- **Assignment**
A precise repetition of every line below is the required answer.

- **Exercise data**
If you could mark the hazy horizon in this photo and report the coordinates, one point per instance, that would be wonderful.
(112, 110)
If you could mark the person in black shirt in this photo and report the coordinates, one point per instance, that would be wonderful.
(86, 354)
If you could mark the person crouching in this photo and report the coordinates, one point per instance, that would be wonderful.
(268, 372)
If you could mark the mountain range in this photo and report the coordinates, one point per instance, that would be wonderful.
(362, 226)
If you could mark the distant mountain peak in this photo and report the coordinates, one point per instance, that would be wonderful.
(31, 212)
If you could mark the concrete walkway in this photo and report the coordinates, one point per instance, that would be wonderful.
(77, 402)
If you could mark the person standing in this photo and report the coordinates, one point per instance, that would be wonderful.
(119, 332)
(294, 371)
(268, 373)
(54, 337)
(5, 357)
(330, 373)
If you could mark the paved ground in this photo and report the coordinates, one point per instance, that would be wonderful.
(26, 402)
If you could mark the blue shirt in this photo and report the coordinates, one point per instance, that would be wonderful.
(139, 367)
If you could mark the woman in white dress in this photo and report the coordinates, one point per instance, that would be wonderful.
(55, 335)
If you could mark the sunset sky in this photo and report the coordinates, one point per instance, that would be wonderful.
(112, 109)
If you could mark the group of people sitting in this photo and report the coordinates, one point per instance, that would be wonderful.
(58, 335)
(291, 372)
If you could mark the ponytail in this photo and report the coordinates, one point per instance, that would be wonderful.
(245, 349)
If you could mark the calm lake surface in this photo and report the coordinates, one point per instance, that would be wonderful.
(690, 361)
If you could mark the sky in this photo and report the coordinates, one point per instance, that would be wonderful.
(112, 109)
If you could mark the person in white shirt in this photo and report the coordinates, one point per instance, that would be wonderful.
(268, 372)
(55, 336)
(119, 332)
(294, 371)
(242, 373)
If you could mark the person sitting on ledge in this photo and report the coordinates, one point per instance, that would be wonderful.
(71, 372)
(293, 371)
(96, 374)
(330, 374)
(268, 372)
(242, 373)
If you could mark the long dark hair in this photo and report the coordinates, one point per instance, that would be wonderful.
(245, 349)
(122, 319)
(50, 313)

- **Expected answer**
If you could mark the hazy horizon in this photo and report the coordinates, one point per instance, that would be wonderful.
(112, 110)
If you could mark the person in black shirt in this photo and report the coordinates, one point per instance, that would be wonderful.
(86, 354)
If you could mark the person crouching in this photo and report the coordinates, one point per instance, that would be wonderful.
(268, 372)
If you could mark the mountain range in this photo and report the coordinates, one point per instance, that would be wonderful.
(362, 226)
If you could mark the distant mountain peak in this photo and report the coordinates, one point per instance, that would be wonderful.
(31, 212)
If you could mark the concrete walkway in this photo and report the coordinates, one point per instance, that would be wonderful.
(77, 402)
If you could mark the person standing in this photo and report the coordinates, one point per instance, that would be wonderful.
(119, 332)
(294, 371)
(268, 373)
(54, 337)
(5, 357)
(330, 373)
If you could mark the paved ground in this photo and report the coordinates, one point per instance, that would be wonderful.
(26, 402)
If you could mark the blue shirt in this photo and report the coordinates, one point per instance, that would be wonderful.
(139, 367)
If you could mark the woman in white dress in this photo and report the coordinates, one point per instance, that would be wonderful.
(55, 335)
If you could mark the sunset sky in this photo and report the coordinates, one point per instance, that would be wonderful.
(112, 109)
If you could mark the group of people sitting in this photo and report the coordinates, one point per instance, that would be wonderful.
(58, 335)
(291, 372)
If you could mark the ponytail in this photo and report the coordinates, one point per instance, that would be wonderful.
(245, 349)
If you could mark the calm lake surface in this photo and report the coordinates, one point per instance, that would be wonderful.
(690, 361)
If you could mark the sky in this photo and report the coordinates, one point per instance, that would be wonderful.
(112, 109)
If you could mark the person in white shirt in this photo and report the coordinates, one point per instance, that would be wonderful.
(268, 372)
(55, 336)
(119, 332)
(294, 371)
(242, 373)
If you could mark the person sitting on ledge in this photo and report the coordinates, one point per instance, that would be wonderful.
(71, 372)
(293, 371)
(96, 374)
(330, 374)
(268, 372)
(242, 373)
If you could mark the long dark hair in this photo and report the coordinates, one point per instance, that would be wonderful.
(245, 349)
(122, 319)
(50, 313)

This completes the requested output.